* Text shown:
• • • • • • •

Restoration

Year: 1995
David's Character: John Pearce
Director(s): Michael Hoffman
Other Stars: Robert Downey, Jr., Sam Neill & Meg Ryan
Pictures: Click here
Screen time: 40 minutes

Restoration is a 1995 film which tells the story of a young doctor, Robert Merivel, who finds himself in the service of King Charles II of England after having saved the King's favorite spaniel. Merivel finds himself enjoying a life of pleasure and popularity at court, until the King informs him that he has arranged for Merivel to wed Celia, the King's favorite mistress. The purpose of the arranged marriage is to fool another of the King's mistresses, Barbara Castlemaine. Merivel is given an estate named Bidnold in Suffolk, and Celia is installed in a house in Kew where the king can visit her secretly. Merivel lives a life of debauchery there, but also finds pleasure in restoring the house to its former beauty. But things become complicated when Merivel breaks the King's cardinal rule by falling in love with Celia, who does not return Merivel's affections.

Finding out about Merivel's romantic feelings toward Celia, the King banishes him from court back to his life as a physician. Merivel rejoins his old friend, John Pearce, who has opened a Quaker sanitarium. There, Merivel meets Katherine, a troubled young woman whose husband walked out on her after their daughter drowned in the river. Merivel and Katherine become lovers. John Pearce falls fatally ill with consumption, and while Merivel is tending to his dying friend, Katherine makes a scene declaring to all who live and work at the facility that Merivel is her lover. They then discover that Katherine is pregnant with Merivel's child, and after the death of John Pearce, Merivel and Katherine are both asked to leave.

The pair return to London just as the plague has hit. Katherine gives birth to a daughter, Margaret, via cesarean, but Katherine dies in the process as there is no way to ward off infection once the body has been cut open. In her dying moments, Merivel promises Katherine that he will care for Margaret, and that he loves Katherine.

As the plague continues to slaughter the people of London, Merivel feels compelled to do what he can as a physician. He goes out into the city, separating the sick from the well, who have all been quarantined together, and does what he can to ease the suffering of the dying. When someone asks for Merivel's name, he says he is John Pearce as a tribute to his friend. Under this misnomer and in disguise, Merivel is once again summoned to the palace. The King fears that Celia has contracted the plague, but Merivel soon assures him that she does not have the plague, but rather has a regular treatable illness. With this, Merivel realizes the life he has now is more rewarding and fulfilling than the life and loves at the court he left behind.

• • • • • • •

* Listed records:
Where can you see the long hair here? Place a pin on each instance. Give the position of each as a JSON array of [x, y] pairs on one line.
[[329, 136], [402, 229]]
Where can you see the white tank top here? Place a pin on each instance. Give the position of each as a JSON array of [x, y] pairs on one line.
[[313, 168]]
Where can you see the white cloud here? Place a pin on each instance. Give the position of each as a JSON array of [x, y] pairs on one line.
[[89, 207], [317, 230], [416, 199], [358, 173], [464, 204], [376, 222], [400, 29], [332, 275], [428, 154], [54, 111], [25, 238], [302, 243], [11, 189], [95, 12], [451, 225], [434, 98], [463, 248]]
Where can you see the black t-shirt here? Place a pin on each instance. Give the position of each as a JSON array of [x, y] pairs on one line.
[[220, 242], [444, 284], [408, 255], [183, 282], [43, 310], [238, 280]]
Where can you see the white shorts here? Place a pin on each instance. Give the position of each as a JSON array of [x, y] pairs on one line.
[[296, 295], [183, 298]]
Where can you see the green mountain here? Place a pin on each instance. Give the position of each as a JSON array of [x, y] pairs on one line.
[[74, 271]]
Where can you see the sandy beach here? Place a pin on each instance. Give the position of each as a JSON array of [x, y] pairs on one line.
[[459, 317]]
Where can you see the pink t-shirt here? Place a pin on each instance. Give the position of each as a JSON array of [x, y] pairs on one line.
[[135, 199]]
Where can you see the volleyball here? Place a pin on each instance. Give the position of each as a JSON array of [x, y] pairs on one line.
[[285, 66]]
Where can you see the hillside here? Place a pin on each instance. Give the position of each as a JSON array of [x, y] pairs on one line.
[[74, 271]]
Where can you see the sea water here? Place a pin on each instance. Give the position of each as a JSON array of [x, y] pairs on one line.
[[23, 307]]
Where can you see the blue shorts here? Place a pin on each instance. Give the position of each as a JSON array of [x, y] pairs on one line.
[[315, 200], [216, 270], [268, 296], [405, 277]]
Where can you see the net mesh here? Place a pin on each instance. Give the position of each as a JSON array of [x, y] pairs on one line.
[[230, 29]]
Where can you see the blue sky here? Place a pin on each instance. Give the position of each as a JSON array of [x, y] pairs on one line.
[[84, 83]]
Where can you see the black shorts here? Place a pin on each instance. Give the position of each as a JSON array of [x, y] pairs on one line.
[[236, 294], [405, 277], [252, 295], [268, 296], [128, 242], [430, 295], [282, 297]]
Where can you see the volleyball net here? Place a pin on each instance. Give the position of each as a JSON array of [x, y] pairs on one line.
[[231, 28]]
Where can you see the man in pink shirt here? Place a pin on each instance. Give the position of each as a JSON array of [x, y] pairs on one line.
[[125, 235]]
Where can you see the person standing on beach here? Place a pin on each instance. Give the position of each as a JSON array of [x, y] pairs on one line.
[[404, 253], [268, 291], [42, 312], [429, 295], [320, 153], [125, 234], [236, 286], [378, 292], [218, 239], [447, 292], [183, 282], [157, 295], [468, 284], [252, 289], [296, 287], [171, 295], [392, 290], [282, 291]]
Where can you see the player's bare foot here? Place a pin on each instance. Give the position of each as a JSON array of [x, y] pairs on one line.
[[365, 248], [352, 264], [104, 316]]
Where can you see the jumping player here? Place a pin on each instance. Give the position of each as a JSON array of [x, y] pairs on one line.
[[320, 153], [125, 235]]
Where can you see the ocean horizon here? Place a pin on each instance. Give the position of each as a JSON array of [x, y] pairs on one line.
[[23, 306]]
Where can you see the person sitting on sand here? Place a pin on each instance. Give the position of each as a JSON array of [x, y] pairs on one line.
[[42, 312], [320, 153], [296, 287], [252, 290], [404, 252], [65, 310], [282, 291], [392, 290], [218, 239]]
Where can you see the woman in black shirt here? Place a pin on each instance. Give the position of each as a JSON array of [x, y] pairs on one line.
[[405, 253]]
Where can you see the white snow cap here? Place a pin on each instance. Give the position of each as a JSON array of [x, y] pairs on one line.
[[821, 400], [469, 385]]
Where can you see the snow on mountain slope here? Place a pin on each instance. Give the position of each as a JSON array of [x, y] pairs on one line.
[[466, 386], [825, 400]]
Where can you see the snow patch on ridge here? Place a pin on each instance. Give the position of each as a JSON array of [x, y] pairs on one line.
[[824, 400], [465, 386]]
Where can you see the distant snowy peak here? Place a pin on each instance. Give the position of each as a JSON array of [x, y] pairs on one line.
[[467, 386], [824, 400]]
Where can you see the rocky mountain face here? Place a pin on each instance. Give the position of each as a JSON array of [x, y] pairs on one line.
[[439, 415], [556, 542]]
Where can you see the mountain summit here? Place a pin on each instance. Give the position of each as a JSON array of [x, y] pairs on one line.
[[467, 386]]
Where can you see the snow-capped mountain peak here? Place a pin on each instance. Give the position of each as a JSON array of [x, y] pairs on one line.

• • • • • • •

Copy the part of the film summary starting at "The pair return" and ending at "he loves Katherine.", swapping "plague" for "sickness". The lines are separate material and have nothing to do with the film summary.

* Solution to the exercise:
The pair return to London just as the sickness has hit. Katherine gives birth to a daughter, Margaret, via cesarean, but Katherine dies in the process as there is no way to ward off infection once the body has been cut open. In her dying moments, Merivel promises Katherine that he will care for Margaret, and that he loves Katherine.